• AIM
Please write out each of the rows below without changing a single character.

[Items from a dataset]
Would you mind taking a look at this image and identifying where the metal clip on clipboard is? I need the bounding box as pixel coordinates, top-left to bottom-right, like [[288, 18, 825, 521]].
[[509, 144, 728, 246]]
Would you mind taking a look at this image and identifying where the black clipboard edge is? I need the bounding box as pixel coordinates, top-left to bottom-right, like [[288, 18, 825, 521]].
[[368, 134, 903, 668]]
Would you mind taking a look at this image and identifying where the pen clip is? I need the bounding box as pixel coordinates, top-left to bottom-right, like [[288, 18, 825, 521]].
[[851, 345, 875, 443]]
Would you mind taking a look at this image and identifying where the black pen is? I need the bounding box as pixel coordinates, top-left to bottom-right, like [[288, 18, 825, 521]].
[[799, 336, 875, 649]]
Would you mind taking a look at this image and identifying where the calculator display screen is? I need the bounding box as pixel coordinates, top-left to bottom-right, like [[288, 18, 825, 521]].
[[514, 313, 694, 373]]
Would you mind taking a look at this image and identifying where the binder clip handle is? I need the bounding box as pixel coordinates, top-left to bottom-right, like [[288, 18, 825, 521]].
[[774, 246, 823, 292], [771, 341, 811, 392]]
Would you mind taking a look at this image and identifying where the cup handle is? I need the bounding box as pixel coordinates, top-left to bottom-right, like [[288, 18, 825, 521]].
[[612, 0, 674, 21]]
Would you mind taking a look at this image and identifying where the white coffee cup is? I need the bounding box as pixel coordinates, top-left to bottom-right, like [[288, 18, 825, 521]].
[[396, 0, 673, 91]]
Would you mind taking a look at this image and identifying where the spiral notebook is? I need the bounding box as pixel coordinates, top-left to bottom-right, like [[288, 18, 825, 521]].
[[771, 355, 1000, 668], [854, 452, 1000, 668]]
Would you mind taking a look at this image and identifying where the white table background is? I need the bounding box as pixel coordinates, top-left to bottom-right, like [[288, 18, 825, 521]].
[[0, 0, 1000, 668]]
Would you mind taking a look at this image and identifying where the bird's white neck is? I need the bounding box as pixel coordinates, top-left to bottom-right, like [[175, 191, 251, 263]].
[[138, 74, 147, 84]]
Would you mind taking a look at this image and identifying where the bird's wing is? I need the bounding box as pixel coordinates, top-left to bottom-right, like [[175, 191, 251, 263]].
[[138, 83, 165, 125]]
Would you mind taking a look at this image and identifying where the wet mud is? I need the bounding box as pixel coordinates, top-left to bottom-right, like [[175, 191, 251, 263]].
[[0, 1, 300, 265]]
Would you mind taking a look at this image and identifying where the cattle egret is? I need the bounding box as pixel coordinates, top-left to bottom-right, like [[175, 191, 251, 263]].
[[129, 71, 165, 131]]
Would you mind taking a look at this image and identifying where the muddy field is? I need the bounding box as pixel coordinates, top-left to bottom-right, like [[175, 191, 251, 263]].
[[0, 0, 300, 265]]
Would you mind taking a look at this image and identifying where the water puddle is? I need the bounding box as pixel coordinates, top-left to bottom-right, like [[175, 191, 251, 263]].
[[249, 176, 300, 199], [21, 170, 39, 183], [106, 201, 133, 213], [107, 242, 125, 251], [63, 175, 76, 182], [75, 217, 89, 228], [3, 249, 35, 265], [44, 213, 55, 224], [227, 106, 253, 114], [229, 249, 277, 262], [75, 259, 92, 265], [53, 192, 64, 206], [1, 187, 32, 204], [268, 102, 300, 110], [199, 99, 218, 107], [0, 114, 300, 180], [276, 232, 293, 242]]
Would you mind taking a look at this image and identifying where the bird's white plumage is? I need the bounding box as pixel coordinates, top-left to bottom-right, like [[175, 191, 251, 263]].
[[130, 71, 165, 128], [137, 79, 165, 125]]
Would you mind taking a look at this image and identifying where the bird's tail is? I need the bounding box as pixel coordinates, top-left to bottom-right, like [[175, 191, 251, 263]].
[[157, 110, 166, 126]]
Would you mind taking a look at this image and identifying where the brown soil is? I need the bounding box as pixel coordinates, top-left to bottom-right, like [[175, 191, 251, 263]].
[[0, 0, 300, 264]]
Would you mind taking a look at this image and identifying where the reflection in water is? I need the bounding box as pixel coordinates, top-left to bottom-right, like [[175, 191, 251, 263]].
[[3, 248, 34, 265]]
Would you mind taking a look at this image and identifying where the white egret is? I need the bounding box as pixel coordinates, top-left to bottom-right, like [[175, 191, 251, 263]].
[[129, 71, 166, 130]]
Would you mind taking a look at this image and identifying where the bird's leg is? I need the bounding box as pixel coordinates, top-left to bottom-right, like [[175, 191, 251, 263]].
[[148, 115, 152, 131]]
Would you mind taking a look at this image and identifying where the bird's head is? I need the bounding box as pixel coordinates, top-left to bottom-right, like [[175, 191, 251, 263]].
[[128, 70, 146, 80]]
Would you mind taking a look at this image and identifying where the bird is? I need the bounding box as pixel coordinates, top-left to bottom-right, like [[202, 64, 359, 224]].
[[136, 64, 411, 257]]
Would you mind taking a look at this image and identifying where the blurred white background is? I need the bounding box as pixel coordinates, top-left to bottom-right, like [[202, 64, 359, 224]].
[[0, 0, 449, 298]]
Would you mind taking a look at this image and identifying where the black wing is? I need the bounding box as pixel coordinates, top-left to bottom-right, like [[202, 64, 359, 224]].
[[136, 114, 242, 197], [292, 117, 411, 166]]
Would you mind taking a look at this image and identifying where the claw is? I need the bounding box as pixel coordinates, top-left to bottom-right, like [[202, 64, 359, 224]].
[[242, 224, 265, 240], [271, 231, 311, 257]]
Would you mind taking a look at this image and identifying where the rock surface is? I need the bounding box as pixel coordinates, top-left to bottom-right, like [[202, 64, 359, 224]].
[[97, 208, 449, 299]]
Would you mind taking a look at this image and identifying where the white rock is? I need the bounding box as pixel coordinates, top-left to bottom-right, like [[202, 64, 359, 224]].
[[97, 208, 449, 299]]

• WRITTEN SOLUTION
Would you mind taking a look at this image and identifying where the metal clip on clipboard is? I need the bounding box as pixel coordinates, top-left to bottom-right, like [[288, 18, 825, 521]].
[[509, 144, 728, 246]]
Would you mind taking a look at this image and identifying where the black clipboard edge is? I need the bounding box as pixel coordinates, top-left to bottom-right, like [[288, 18, 825, 521]].
[[368, 134, 903, 668]]
Would you mind taking a look at this image and identifying where the pen clip is? I need the bounding box as pixel coordinates, top-left to bottom-right, like [[288, 18, 825, 521]].
[[851, 345, 875, 443]]
Would you mind taking a look at this image and identifying where the black pen is? I need the bounding box as pixel coordinates, top-left to bottom-right, like [[288, 18, 825, 521]].
[[799, 336, 875, 649]]
Would you mind taking a look at this image and identifying where the calculator display screen is? I need the bounding box as pixel coordinates, top-left to bottom-right, like [[288, 18, 825, 521]].
[[514, 313, 694, 373]]
Would you mind taking a look at this image and identifying where the binder clip handle is? I need the bounding box as pixel coordinates, top-left to bottom-right, like [[288, 18, 825, 521]].
[[774, 246, 823, 292], [771, 341, 811, 392]]
Would you mind taking a look at this image and identifying where the cup handle is? I need the bounding box as pixel coordinates, top-left to bottom-right, like [[288, 18, 825, 521]].
[[612, 0, 674, 21]]
Would you mind taking a look at this image and identifying where the white coffee cup is? I need the bounding box as pixel coordinates, top-left to bottom-right, like [[288, 18, 825, 521]].
[[396, 0, 673, 91]]
Would you mind taking a look at this image and identifying where the spiral notebook is? I need the bounding box as pixel coordinates, top-left to bottom-right, like [[288, 18, 825, 521]].
[[771, 355, 1000, 668], [854, 452, 1000, 668]]
Would you mind taking a look at this image and identifying where the white table background is? I need the bounding box as pixel coordinates, top-left to bottom-right, like [[288, 18, 825, 521]].
[[0, 0, 1000, 668]]
Would you mind taking a look at this image and identifying where the bird's white neck is? I need the bounding box as pixel coordinates, top-left to bottom-right, like [[175, 191, 251, 263]].
[[138, 74, 147, 84]]
Would you mind taking a look at this image and identifying where the bird's wing is? I need the bounding box as pixel coordinates, top-left to bottom-right, like [[175, 191, 251, 263]].
[[138, 83, 165, 125]]
Would you mind taking a look at this image and identifying where the wet mud is? I need the bounding box as pixel coordinates, top-left to bottom-right, like [[175, 191, 251, 263]].
[[0, 1, 300, 265]]
Would you mind taking a look at this image and identifying where the cattle egret is? I need the bounding box as pixel coordinates, top-left to bottom-right, like [[175, 191, 251, 263]].
[[129, 71, 165, 131]]
Would you mind taking a look at this image and identifying where the muddy field is? I need the bounding box as pixel coordinates, top-left to bottom-right, like [[175, 191, 251, 263]].
[[0, 0, 300, 265]]
Would you mind taking a look at this image and identifying where the water puddle is? I need the bounding box as pixel coordinates, top-left to bottom-right, like [[175, 191, 251, 263]].
[[249, 176, 300, 199], [21, 170, 39, 183], [106, 201, 133, 213], [107, 242, 125, 251], [63, 175, 76, 182], [75, 217, 89, 228], [3, 249, 35, 265], [44, 213, 55, 224], [227, 106, 253, 114], [229, 249, 277, 262], [75, 259, 92, 265], [53, 192, 64, 206], [1, 187, 32, 204], [268, 102, 300, 110], [199, 99, 218, 107], [0, 114, 300, 180], [276, 232, 293, 242]]
Would you mind taking a look at this image and identifying where the bird's white plumage is? I need the bounding box as pixel coordinates, top-left to bottom-right, like [[175, 191, 251, 263]].
[[130, 71, 165, 128], [137, 79, 165, 125]]
Would you mind taking a look at this image and identifying where the bird's tail is? I need the bounding box as pixel coordinates, top-left to bottom-right, like [[175, 191, 251, 263]].
[[157, 110, 166, 126]]
Would you mind taking a look at this image and identifying where the brown soil is? I need the bounding box as pixel coordinates, top-left to bottom-right, like [[175, 191, 251, 263]].
[[0, 0, 300, 264]]
Would you mind taking a look at this image and identifying where the reflection in water is? I need the bounding box as pixel coordinates, top-left to bottom-right, like [[175, 191, 251, 263]].
[[3, 248, 34, 265]]
Would you mind taking a look at this image and identifying where the white egret is? I need the bounding box as pixel coordinates, top-left to bottom-right, like [[175, 191, 251, 263]].
[[129, 71, 166, 130]]
Would you mind taking a look at this image and identifying where the bird's leg is? I need the bounding box as pixel coordinates, top-left to bottom-right, like [[175, 191, 251, 263]].
[[148, 115, 152, 131]]
Would you mind taking a look at this image and identifying where the bird's head is? I need the bounding box as pixel coordinates, top-left to bottom-right, like [[175, 191, 251, 263]].
[[128, 70, 146, 80]]
Would you mind taking a look at this image and identifying where the bird is? I need the bounding box as pixel coordinates, top-left to bottom-right, like [[202, 64, 359, 224]].
[[136, 64, 411, 257]]
Would you mind taking a look at this image and identifying where the blurred white background is? I need the bounding box as pixel coordinates, top-left to bottom-right, like [[202, 64, 359, 224]].
[[0, 0, 449, 298]]
Would you mind taking a look at this image and identifying where the black wing is? I need the bounding box as pixel coordinates, top-left to bottom-right, like [[202, 64, 359, 224]].
[[136, 114, 242, 197], [292, 117, 411, 166]]
Would you mind taking a look at this image and identifying where the claw is? I need the bounding box as pixel coordinates, top-left to bottom-right, like [[202, 64, 359, 224]].
[[242, 224, 265, 240], [271, 231, 311, 257]]
Would you mind taking a look at this image and identifying where the rock surface is? I need the bounding box as pixel coordinates, top-left to bottom-right, like [[202, 64, 359, 224]].
[[97, 208, 449, 299]]
Would you mind taking a look at this image and identifying where the white rock is? I need the bounding box as pixel coordinates, top-left to bottom-right, like [[202, 64, 359, 224]].
[[97, 208, 449, 299]]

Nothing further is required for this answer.